## Given exercise 1
Pick out every line in the entries below that contains the string "flower", and copy each of those lines.

## Quoted text
The first component to be configured in a new SD-WAN network is vManage, which can be deployed as a single appliance or cluster of at least 3 nodes. vManage implements a management plane and is the place where all configuration happens. It also performs fabric monitoring and can expose centralized API access for external applications to the SD-WAN network.
vBond is responsible for accepting registration and authenticating vSmart controllers and vEdges. Every device needs to be pointed to vBond during provisioning. It then ensures that all other elements are able to locate each other. vBond must have a public IP address and should be placed into DMZ, so it can be accessed over the Internet.
vSmart controls all overlay routing and secure tunnel establishment between vEdges. The control protocol between vSmart and vEdge elements is called OMP (Overlay Management Protocol). It is protected by DTLS and carries not only reachability information, but also security associations details for IPSec tunnels. vSmart performs policy propagation to the edge devices.
vEdge devices are gateways performing data forwarding over overlay networks. This can be Viptela appliances (vEdge Routers), or Cisco devices running SD-WAN image such as Cisco ISR 4000. There is an option of software vEdge Cloud routers hosted in the public cloud – AWS or Azure.
Cisco works on getting routers with SD-WAN image to have feature parity with Viptela appliances, so always check release notes, as there might be a feature not yet supported on Cisco ISRs.
The next few sections explain the most important terms and concepts of SD-WAN, such as VPNs, TLOCs, and OMP.

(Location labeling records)
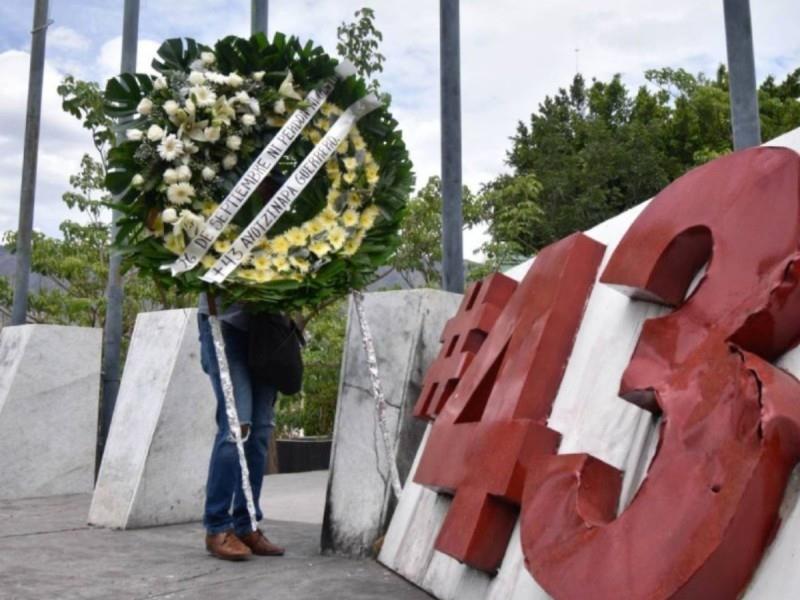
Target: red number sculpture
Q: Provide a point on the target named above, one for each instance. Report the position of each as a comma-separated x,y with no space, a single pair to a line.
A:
730,433
497,412
461,339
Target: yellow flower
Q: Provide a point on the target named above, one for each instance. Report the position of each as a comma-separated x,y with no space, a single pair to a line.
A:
351,247
319,248
296,236
301,264
372,174
350,218
249,274
222,246
313,227
337,237
369,215
261,262
279,245
280,263
174,243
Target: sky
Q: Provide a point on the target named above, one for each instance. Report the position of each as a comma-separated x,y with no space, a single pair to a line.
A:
514,53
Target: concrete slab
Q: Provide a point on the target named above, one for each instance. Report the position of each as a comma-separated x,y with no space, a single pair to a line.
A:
156,459
406,327
48,551
49,394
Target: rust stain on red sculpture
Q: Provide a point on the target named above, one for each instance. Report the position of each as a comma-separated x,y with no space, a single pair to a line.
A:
498,410
730,431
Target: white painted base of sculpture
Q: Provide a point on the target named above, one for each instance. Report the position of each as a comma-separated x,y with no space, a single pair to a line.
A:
591,418
156,458
405,326
49,394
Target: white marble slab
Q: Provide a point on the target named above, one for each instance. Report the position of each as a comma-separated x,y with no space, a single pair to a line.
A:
405,326
156,458
49,394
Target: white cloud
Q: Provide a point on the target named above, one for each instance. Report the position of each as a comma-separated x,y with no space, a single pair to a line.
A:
64,38
62,143
110,56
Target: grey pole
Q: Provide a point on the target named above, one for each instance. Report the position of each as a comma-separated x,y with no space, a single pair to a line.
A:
742,74
27,195
452,218
259,16
112,332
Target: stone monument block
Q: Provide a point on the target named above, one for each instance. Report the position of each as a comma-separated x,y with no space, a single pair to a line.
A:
49,393
406,327
156,458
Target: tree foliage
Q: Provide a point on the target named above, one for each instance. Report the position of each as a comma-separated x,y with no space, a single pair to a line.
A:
594,150
359,42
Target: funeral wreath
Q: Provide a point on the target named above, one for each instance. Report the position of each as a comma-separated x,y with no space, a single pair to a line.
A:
262,167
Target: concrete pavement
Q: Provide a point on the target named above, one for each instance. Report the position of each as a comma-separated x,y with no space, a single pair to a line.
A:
47,551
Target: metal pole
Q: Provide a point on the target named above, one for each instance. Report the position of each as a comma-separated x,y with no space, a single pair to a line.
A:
452,219
112,333
259,16
27,195
742,74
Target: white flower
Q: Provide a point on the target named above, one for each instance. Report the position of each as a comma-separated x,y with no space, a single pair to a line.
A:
155,133
234,142
203,95
170,176
212,134
196,78
184,173
287,88
145,107
170,215
229,161
170,147
191,109
180,193
235,80
217,78
171,107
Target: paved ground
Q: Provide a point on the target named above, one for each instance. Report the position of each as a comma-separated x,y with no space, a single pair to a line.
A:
48,552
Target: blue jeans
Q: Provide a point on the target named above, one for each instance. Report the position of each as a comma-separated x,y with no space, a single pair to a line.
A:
255,401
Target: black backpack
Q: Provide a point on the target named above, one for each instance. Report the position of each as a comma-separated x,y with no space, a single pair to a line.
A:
275,352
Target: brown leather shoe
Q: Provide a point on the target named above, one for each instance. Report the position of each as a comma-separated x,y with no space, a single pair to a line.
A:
227,546
260,545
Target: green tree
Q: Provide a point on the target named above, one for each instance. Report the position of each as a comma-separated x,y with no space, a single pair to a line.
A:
594,150
359,42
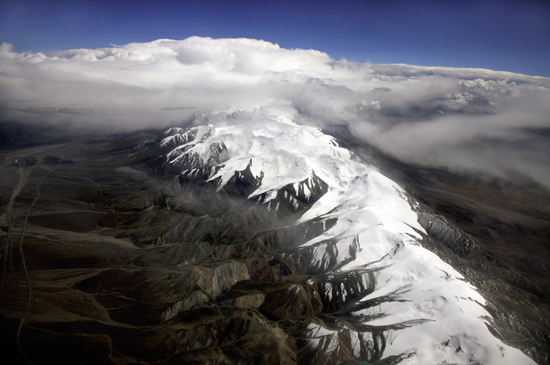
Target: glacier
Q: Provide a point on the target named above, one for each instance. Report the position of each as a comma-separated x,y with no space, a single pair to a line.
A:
426,310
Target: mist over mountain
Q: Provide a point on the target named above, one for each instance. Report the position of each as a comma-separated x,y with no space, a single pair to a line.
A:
232,201
463,119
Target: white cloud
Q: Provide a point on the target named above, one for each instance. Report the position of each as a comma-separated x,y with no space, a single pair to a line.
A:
463,118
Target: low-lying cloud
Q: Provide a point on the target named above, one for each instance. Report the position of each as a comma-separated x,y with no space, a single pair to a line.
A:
464,119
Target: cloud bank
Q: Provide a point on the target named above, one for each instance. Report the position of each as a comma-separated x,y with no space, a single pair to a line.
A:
464,119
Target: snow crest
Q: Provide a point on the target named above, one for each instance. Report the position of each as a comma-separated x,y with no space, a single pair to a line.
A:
424,306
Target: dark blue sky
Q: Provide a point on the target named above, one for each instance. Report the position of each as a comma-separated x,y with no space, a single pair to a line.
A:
500,35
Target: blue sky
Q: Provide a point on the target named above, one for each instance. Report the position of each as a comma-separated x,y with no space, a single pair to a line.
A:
499,35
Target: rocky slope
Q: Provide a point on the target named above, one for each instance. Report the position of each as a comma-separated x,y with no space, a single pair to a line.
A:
252,240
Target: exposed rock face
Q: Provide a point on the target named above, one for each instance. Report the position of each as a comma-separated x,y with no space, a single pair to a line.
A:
213,254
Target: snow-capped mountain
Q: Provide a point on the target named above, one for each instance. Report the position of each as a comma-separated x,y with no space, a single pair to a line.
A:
382,292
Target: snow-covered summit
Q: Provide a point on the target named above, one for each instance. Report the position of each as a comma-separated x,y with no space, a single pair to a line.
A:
428,311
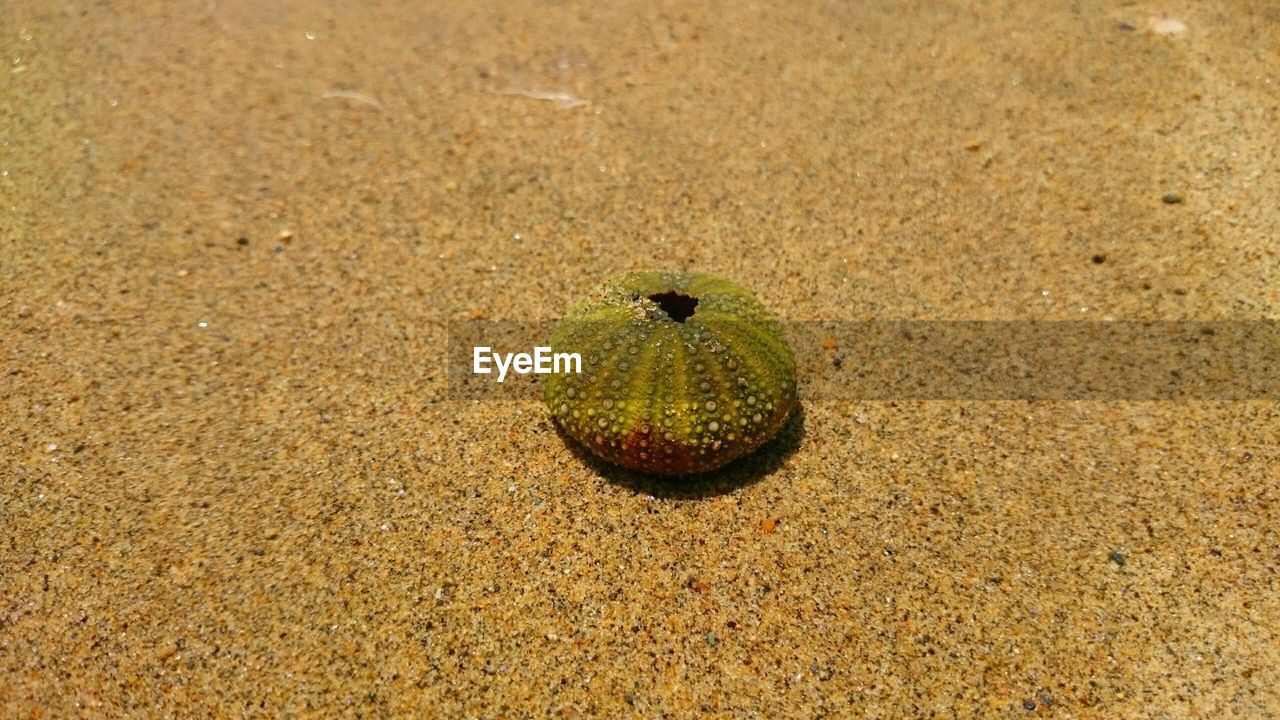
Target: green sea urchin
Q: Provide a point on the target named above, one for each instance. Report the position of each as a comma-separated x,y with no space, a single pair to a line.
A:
681,373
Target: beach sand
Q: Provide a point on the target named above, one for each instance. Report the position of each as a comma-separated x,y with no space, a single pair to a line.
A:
234,236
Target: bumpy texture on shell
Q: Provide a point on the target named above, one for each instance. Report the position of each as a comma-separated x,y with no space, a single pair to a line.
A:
667,396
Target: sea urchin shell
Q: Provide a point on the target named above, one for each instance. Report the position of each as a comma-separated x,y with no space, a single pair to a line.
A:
681,373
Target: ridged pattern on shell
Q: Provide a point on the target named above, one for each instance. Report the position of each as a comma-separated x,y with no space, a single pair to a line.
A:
664,396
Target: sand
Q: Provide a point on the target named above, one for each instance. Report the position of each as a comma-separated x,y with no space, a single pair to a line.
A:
234,236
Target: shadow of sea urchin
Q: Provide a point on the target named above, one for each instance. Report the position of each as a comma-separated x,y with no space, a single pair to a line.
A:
681,373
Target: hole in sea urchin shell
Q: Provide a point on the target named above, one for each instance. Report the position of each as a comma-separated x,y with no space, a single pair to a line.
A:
677,306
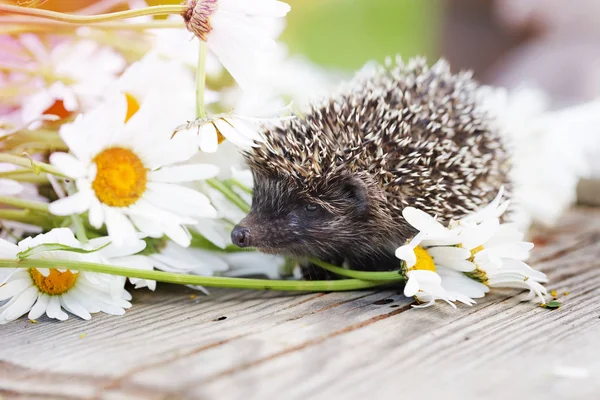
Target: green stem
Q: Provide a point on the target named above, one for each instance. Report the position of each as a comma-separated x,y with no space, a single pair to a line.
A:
183,279
27,217
92,19
27,178
48,24
230,194
36,166
201,81
362,275
28,204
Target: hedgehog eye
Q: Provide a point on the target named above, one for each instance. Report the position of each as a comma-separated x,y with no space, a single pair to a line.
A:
311,208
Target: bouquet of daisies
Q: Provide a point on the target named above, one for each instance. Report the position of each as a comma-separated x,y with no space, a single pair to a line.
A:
119,136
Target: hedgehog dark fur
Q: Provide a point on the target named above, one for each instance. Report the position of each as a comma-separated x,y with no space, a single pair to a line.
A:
333,182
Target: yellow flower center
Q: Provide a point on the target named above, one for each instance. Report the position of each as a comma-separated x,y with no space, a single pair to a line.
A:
55,283
132,106
220,136
120,177
424,260
58,108
475,251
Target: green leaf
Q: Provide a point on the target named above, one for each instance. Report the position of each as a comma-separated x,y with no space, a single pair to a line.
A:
54,247
553,305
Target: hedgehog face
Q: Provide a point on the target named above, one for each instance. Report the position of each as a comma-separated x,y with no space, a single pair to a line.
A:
326,221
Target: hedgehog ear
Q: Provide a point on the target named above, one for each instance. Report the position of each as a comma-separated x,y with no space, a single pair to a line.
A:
358,190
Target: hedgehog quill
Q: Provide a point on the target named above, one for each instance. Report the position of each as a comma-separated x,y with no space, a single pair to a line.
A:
333,183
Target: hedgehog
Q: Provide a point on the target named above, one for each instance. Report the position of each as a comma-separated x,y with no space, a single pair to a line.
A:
332,182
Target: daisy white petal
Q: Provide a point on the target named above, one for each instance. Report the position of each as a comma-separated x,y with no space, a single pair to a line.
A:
74,204
184,173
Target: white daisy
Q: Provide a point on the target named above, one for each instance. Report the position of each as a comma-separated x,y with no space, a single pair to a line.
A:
513,274
427,282
544,184
152,74
83,69
212,131
428,229
41,290
125,172
498,252
238,32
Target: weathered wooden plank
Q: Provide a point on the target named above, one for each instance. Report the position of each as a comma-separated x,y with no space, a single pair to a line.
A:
320,345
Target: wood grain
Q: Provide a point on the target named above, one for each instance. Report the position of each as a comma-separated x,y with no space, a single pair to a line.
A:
242,344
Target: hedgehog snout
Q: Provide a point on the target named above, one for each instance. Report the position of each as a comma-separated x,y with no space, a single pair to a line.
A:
240,236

## Given exercise 2
Proceed with the SD-WAN passage above by writing the text that follows its final sentence.

## Expected output 1
Target: yellow flower
Target: white flower
Target: yellow flower center

## Expected output 2
VPNs
Viptela SD-WAN uses the concept of VPN which is a way to segregate networks. Each VPN has interface allocation and a routing table isolated from other VPNs. It is similar to the Cisco VRF (Virtual Routing and Forwarding) instance. VPN number is globally significant and must match for communication to happen. Encapsulated IP packets carry VPN tag, so egress gateway can determine which VPN packet belongs to.
There are 513 VPNs with the first and last reserved for fabric operations. VPN 0 is transport VPN and is similar to the global VRF context. Interfaces in VPN 0 are called tunnel interfaces and have IP addresses visible by transit networks and form underlay of the fabric. Communication between the network controllers of SD-WAN happens over VPN 0.
VPN 512 is used for Out-Of-Band-Management network.
All other VPNs 1-511 can be used to forward user data.
In Figure 2, VPN 100 and VPN 200 are created in the network. Subnets A, B, and E can communicate with each other within VPN 100. And subnets C and D can communicate with each other within VPN 200.
TLOCs (Transport LOCators)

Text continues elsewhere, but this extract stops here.